YOUR INSTRUCTIONS
Using the records below, copy out exactly the line that contains "tag=long stamen" and every line that follows it, up to and including the last, and no others.

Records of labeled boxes
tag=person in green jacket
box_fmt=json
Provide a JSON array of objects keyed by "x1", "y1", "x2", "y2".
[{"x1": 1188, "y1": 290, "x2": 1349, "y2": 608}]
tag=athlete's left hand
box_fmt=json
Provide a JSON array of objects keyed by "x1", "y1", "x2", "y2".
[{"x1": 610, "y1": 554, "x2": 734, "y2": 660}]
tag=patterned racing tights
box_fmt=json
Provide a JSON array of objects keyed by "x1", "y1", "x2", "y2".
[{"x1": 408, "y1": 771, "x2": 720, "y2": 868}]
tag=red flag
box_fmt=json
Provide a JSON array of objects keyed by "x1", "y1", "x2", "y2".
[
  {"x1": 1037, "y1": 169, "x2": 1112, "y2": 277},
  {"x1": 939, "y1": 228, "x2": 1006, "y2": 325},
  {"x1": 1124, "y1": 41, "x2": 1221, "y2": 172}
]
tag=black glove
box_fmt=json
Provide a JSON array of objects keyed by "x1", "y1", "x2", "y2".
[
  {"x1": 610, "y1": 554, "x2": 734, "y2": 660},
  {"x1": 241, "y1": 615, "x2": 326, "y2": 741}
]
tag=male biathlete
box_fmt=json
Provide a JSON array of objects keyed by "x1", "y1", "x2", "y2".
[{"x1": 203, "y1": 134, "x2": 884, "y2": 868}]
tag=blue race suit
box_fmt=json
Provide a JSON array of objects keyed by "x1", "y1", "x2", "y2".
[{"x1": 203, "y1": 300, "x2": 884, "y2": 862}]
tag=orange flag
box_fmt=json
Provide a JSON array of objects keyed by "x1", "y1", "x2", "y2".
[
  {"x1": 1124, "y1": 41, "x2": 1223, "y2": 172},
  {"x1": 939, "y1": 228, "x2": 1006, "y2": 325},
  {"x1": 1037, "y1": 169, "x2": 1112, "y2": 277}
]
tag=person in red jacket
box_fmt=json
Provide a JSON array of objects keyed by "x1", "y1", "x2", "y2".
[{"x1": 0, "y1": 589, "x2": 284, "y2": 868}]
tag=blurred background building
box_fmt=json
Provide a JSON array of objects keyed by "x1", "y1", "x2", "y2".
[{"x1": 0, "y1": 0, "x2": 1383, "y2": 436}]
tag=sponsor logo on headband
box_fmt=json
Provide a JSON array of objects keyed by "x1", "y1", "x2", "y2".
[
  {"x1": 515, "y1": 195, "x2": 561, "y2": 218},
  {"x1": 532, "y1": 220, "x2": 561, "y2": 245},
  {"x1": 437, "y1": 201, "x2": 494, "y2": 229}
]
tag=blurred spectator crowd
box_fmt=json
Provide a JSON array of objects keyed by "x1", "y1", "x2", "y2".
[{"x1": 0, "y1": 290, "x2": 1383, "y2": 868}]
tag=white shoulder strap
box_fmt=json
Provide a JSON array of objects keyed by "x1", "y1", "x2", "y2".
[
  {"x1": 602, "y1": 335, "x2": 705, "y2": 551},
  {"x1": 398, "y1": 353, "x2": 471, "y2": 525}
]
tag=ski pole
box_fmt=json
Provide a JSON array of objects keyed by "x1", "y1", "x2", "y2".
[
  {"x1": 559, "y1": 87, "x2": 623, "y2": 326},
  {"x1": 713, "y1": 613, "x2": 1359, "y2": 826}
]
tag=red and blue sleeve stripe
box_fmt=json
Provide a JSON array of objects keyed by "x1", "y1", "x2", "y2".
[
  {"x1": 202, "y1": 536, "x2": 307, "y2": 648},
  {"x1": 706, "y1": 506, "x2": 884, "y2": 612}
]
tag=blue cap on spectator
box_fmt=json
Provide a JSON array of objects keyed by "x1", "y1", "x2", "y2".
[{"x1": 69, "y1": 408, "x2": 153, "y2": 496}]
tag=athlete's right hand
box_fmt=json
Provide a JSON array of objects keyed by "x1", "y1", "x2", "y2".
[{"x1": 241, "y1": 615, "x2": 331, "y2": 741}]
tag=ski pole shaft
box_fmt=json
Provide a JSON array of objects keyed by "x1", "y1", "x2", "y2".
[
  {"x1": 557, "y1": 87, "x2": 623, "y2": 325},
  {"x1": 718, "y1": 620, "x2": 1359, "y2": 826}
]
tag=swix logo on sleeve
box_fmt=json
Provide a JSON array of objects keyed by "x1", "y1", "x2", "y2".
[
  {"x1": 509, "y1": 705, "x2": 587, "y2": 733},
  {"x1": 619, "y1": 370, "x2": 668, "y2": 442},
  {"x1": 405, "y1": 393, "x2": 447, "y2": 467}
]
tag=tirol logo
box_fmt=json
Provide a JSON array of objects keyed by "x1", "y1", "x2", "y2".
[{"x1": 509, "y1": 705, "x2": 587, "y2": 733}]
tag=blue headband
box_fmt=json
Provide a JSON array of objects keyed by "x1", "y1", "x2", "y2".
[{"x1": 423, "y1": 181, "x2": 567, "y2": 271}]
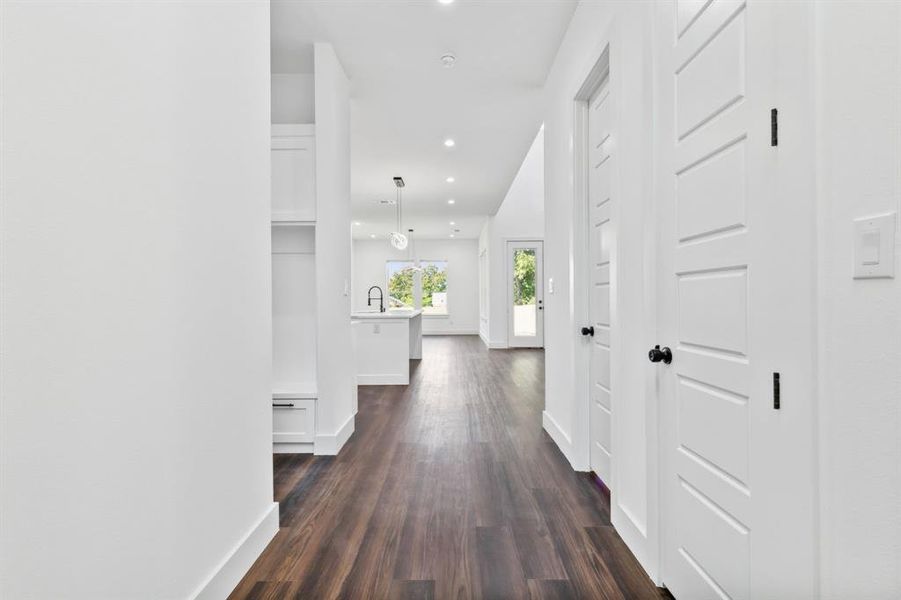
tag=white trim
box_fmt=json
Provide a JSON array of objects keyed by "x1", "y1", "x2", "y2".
[
  {"x1": 271, "y1": 123, "x2": 316, "y2": 137},
  {"x1": 422, "y1": 329, "x2": 481, "y2": 337},
  {"x1": 313, "y1": 414, "x2": 356, "y2": 456},
  {"x1": 357, "y1": 373, "x2": 410, "y2": 385},
  {"x1": 272, "y1": 442, "x2": 313, "y2": 454},
  {"x1": 541, "y1": 410, "x2": 588, "y2": 471},
  {"x1": 189, "y1": 502, "x2": 278, "y2": 600}
]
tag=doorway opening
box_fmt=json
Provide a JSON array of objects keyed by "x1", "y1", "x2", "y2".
[{"x1": 506, "y1": 241, "x2": 544, "y2": 348}]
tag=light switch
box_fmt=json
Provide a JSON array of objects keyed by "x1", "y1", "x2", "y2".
[
  {"x1": 854, "y1": 213, "x2": 895, "y2": 279},
  {"x1": 860, "y1": 229, "x2": 879, "y2": 266}
]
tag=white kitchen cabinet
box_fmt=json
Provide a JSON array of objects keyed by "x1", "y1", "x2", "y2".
[
  {"x1": 271, "y1": 125, "x2": 316, "y2": 222},
  {"x1": 272, "y1": 393, "x2": 316, "y2": 454}
]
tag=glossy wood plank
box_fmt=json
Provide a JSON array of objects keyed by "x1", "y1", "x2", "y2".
[{"x1": 231, "y1": 336, "x2": 666, "y2": 600}]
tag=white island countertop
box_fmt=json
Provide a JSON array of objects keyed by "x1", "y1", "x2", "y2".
[
  {"x1": 350, "y1": 308, "x2": 422, "y2": 320},
  {"x1": 350, "y1": 309, "x2": 422, "y2": 385}
]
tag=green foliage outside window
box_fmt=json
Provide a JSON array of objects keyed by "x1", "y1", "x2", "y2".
[
  {"x1": 513, "y1": 250, "x2": 535, "y2": 306},
  {"x1": 388, "y1": 261, "x2": 447, "y2": 314}
]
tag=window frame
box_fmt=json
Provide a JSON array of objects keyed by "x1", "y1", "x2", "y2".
[{"x1": 385, "y1": 258, "x2": 451, "y2": 319}]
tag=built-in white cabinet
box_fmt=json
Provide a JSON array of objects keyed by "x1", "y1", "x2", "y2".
[
  {"x1": 270, "y1": 43, "x2": 356, "y2": 455},
  {"x1": 272, "y1": 125, "x2": 317, "y2": 453},
  {"x1": 272, "y1": 392, "x2": 316, "y2": 454},
  {"x1": 272, "y1": 223, "x2": 316, "y2": 393},
  {"x1": 271, "y1": 125, "x2": 316, "y2": 223}
]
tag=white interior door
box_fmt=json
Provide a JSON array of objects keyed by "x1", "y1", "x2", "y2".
[
  {"x1": 507, "y1": 241, "x2": 544, "y2": 348},
  {"x1": 583, "y1": 79, "x2": 613, "y2": 486},
  {"x1": 651, "y1": 0, "x2": 815, "y2": 600}
]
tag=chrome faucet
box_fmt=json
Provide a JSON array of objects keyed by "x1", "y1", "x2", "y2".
[{"x1": 366, "y1": 285, "x2": 385, "y2": 312}]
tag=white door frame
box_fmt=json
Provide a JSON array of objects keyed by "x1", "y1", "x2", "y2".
[
  {"x1": 572, "y1": 13, "x2": 661, "y2": 583},
  {"x1": 504, "y1": 238, "x2": 544, "y2": 348}
]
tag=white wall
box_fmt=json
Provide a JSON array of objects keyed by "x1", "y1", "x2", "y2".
[
  {"x1": 311, "y1": 43, "x2": 357, "y2": 454},
  {"x1": 816, "y1": 2, "x2": 901, "y2": 600},
  {"x1": 352, "y1": 238, "x2": 479, "y2": 335},
  {"x1": 272, "y1": 73, "x2": 316, "y2": 124},
  {"x1": 0, "y1": 2, "x2": 278, "y2": 600},
  {"x1": 544, "y1": 2, "x2": 659, "y2": 578},
  {"x1": 479, "y1": 128, "x2": 544, "y2": 348}
]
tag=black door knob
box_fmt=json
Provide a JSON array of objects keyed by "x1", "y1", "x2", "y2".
[{"x1": 648, "y1": 344, "x2": 673, "y2": 365}]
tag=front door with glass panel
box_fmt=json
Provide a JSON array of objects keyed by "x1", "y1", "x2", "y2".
[{"x1": 507, "y1": 241, "x2": 544, "y2": 348}]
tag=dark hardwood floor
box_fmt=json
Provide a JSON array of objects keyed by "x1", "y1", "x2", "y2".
[{"x1": 231, "y1": 336, "x2": 668, "y2": 600}]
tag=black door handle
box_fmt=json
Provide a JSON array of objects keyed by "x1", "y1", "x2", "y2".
[{"x1": 648, "y1": 344, "x2": 673, "y2": 365}]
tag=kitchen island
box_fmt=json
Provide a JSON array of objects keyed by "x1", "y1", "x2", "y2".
[{"x1": 350, "y1": 309, "x2": 422, "y2": 385}]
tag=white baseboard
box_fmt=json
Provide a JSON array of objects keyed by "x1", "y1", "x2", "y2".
[
  {"x1": 541, "y1": 410, "x2": 578, "y2": 470},
  {"x1": 272, "y1": 442, "x2": 313, "y2": 454},
  {"x1": 422, "y1": 329, "x2": 479, "y2": 335},
  {"x1": 313, "y1": 415, "x2": 356, "y2": 456},
  {"x1": 190, "y1": 502, "x2": 278, "y2": 600},
  {"x1": 357, "y1": 372, "x2": 410, "y2": 385},
  {"x1": 479, "y1": 331, "x2": 509, "y2": 350}
]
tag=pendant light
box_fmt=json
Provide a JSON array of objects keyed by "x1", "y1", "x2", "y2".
[{"x1": 388, "y1": 177, "x2": 408, "y2": 250}]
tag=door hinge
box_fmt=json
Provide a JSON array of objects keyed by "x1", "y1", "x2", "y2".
[
  {"x1": 770, "y1": 108, "x2": 779, "y2": 146},
  {"x1": 773, "y1": 373, "x2": 782, "y2": 410}
]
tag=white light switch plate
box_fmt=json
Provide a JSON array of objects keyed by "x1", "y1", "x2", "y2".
[{"x1": 854, "y1": 213, "x2": 895, "y2": 279}]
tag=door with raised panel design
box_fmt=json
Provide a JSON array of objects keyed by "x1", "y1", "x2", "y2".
[
  {"x1": 586, "y1": 77, "x2": 613, "y2": 487},
  {"x1": 648, "y1": 0, "x2": 815, "y2": 600}
]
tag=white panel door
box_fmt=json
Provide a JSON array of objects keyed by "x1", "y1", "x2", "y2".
[
  {"x1": 587, "y1": 81, "x2": 613, "y2": 486},
  {"x1": 649, "y1": 0, "x2": 815, "y2": 600},
  {"x1": 507, "y1": 241, "x2": 544, "y2": 348}
]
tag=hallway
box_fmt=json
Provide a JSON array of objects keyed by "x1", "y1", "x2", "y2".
[{"x1": 231, "y1": 336, "x2": 666, "y2": 600}]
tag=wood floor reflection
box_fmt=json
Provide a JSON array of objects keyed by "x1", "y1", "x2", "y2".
[{"x1": 231, "y1": 336, "x2": 668, "y2": 600}]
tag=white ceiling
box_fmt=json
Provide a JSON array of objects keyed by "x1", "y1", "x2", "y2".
[{"x1": 272, "y1": 0, "x2": 576, "y2": 238}]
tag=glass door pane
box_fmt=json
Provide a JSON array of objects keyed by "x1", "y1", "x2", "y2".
[{"x1": 513, "y1": 248, "x2": 538, "y2": 337}]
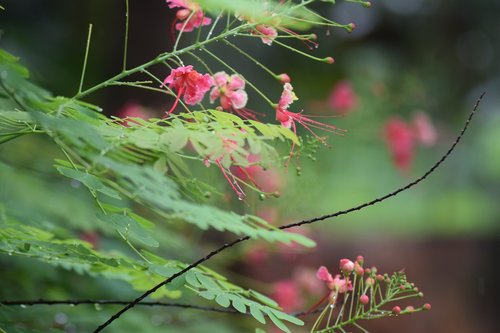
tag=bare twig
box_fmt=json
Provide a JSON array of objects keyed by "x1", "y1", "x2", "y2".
[{"x1": 94, "y1": 93, "x2": 485, "y2": 333}]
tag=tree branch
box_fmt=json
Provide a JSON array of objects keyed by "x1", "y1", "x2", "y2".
[
  {"x1": 94, "y1": 93, "x2": 485, "y2": 333},
  {"x1": 0, "y1": 298, "x2": 323, "y2": 317}
]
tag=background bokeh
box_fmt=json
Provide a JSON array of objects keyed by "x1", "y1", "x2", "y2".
[{"x1": 0, "y1": 0, "x2": 500, "y2": 333}]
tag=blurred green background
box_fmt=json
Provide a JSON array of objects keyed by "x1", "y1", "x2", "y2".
[{"x1": 0, "y1": 0, "x2": 500, "y2": 333}]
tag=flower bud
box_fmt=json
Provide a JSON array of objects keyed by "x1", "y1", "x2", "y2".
[
  {"x1": 365, "y1": 277, "x2": 375, "y2": 287},
  {"x1": 277, "y1": 73, "x2": 292, "y2": 84},
  {"x1": 175, "y1": 9, "x2": 191, "y2": 21},
  {"x1": 339, "y1": 259, "x2": 354, "y2": 274},
  {"x1": 354, "y1": 261, "x2": 365, "y2": 276},
  {"x1": 323, "y1": 57, "x2": 335, "y2": 65}
]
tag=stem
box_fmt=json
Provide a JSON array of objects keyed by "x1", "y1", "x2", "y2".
[
  {"x1": 78, "y1": 24, "x2": 92, "y2": 94},
  {"x1": 73, "y1": 24, "x2": 252, "y2": 99},
  {"x1": 122, "y1": 0, "x2": 129, "y2": 72},
  {"x1": 222, "y1": 39, "x2": 278, "y2": 78},
  {"x1": 203, "y1": 48, "x2": 275, "y2": 108},
  {"x1": 174, "y1": 11, "x2": 194, "y2": 52},
  {"x1": 273, "y1": 39, "x2": 327, "y2": 62}
]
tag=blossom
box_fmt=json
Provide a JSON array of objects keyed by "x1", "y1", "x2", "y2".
[
  {"x1": 276, "y1": 83, "x2": 342, "y2": 163},
  {"x1": 328, "y1": 81, "x2": 358, "y2": 115},
  {"x1": 210, "y1": 72, "x2": 248, "y2": 110},
  {"x1": 316, "y1": 266, "x2": 352, "y2": 294},
  {"x1": 255, "y1": 24, "x2": 278, "y2": 45},
  {"x1": 328, "y1": 274, "x2": 352, "y2": 294},
  {"x1": 167, "y1": 0, "x2": 212, "y2": 32},
  {"x1": 339, "y1": 259, "x2": 354, "y2": 274},
  {"x1": 385, "y1": 118, "x2": 415, "y2": 171},
  {"x1": 163, "y1": 65, "x2": 213, "y2": 113}
]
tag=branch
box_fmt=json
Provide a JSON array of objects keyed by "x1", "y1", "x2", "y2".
[
  {"x1": 0, "y1": 298, "x2": 323, "y2": 317},
  {"x1": 94, "y1": 93, "x2": 485, "y2": 333}
]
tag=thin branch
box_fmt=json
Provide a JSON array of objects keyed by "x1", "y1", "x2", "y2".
[
  {"x1": 94, "y1": 93, "x2": 485, "y2": 333},
  {"x1": 0, "y1": 298, "x2": 323, "y2": 317}
]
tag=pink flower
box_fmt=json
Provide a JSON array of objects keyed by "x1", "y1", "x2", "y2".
[
  {"x1": 276, "y1": 83, "x2": 341, "y2": 163},
  {"x1": 328, "y1": 274, "x2": 352, "y2": 294},
  {"x1": 385, "y1": 118, "x2": 415, "y2": 171},
  {"x1": 167, "y1": 0, "x2": 212, "y2": 32},
  {"x1": 339, "y1": 259, "x2": 354, "y2": 274},
  {"x1": 328, "y1": 81, "x2": 358, "y2": 115},
  {"x1": 316, "y1": 266, "x2": 352, "y2": 294},
  {"x1": 255, "y1": 24, "x2": 278, "y2": 45},
  {"x1": 412, "y1": 112, "x2": 437, "y2": 146},
  {"x1": 210, "y1": 72, "x2": 248, "y2": 110},
  {"x1": 273, "y1": 280, "x2": 303, "y2": 311},
  {"x1": 163, "y1": 66, "x2": 213, "y2": 114}
]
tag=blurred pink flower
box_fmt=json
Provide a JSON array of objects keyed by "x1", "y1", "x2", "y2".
[
  {"x1": 255, "y1": 24, "x2": 278, "y2": 45},
  {"x1": 273, "y1": 280, "x2": 303, "y2": 311},
  {"x1": 385, "y1": 118, "x2": 415, "y2": 172},
  {"x1": 328, "y1": 81, "x2": 358, "y2": 115},
  {"x1": 293, "y1": 266, "x2": 323, "y2": 295},
  {"x1": 167, "y1": 0, "x2": 212, "y2": 32},
  {"x1": 412, "y1": 112, "x2": 437, "y2": 146},
  {"x1": 339, "y1": 259, "x2": 354, "y2": 274},
  {"x1": 163, "y1": 65, "x2": 213, "y2": 114},
  {"x1": 210, "y1": 72, "x2": 248, "y2": 110}
]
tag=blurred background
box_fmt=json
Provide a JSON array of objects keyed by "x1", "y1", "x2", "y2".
[{"x1": 0, "y1": 0, "x2": 500, "y2": 333}]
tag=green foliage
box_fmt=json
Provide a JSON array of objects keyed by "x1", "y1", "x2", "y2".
[
  {"x1": 0, "y1": 51, "x2": 314, "y2": 331},
  {"x1": 311, "y1": 267, "x2": 430, "y2": 333}
]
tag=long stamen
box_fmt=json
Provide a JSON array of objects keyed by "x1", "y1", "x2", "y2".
[
  {"x1": 163, "y1": 86, "x2": 184, "y2": 118},
  {"x1": 215, "y1": 158, "x2": 245, "y2": 200}
]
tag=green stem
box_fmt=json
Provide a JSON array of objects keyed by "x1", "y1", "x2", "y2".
[
  {"x1": 78, "y1": 24, "x2": 92, "y2": 94},
  {"x1": 122, "y1": 0, "x2": 129, "y2": 72},
  {"x1": 73, "y1": 24, "x2": 251, "y2": 99},
  {"x1": 223, "y1": 39, "x2": 278, "y2": 78},
  {"x1": 174, "y1": 10, "x2": 195, "y2": 52},
  {"x1": 273, "y1": 39, "x2": 328, "y2": 62}
]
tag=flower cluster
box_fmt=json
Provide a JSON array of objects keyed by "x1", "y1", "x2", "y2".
[
  {"x1": 384, "y1": 112, "x2": 437, "y2": 172},
  {"x1": 167, "y1": 0, "x2": 212, "y2": 32},
  {"x1": 308, "y1": 256, "x2": 431, "y2": 332}
]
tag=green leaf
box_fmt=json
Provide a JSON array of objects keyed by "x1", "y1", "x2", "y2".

SOLUTION TO THE EXERCISE
tag=long stamen
box_fmt=json
Provide a JSON array of objects keyed by "x1", "y1", "x2", "y2".
[
  {"x1": 163, "y1": 86, "x2": 184, "y2": 118},
  {"x1": 215, "y1": 158, "x2": 245, "y2": 200}
]
tag=green stem
box_fmt=json
Provide a JSON array of objects keyed by "x1", "y1", "x2", "y2".
[
  {"x1": 78, "y1": 24, "x2": 92, "y2": 94},
  {"x1": 122, "y1": 0, "x2": 129, "y2": 72},
  {"x1": 73, "y1": 24, "x2": 251, "y2": 99},
  {"x1": 223, "y1": 39, "x2": 278, "y2": 78},
  {"x1": 174, "y1": 10, "x2": 195, "y2": 52},
  {"x1": 273, "y1": 39, "x2": 328, "y2": 62}
]
tag=flower cluster
box_fmt=json
Provide a JSON array of objects keyed by "x1", "y1", "x2", "y2".
[
  {"x1": 384, "y1": 112, "x2": 437, "y2": 172},
  {"x1": 167, "y1": 0, "x2": 212, "y2": 32},
  {"x1": 308, "y1": 256, "x2": 431, "y2": 332}
]
tag=green leaf
box_fmt=json
Provide a JSON array of objects keyed by "x1", "y1", "x2", "y2".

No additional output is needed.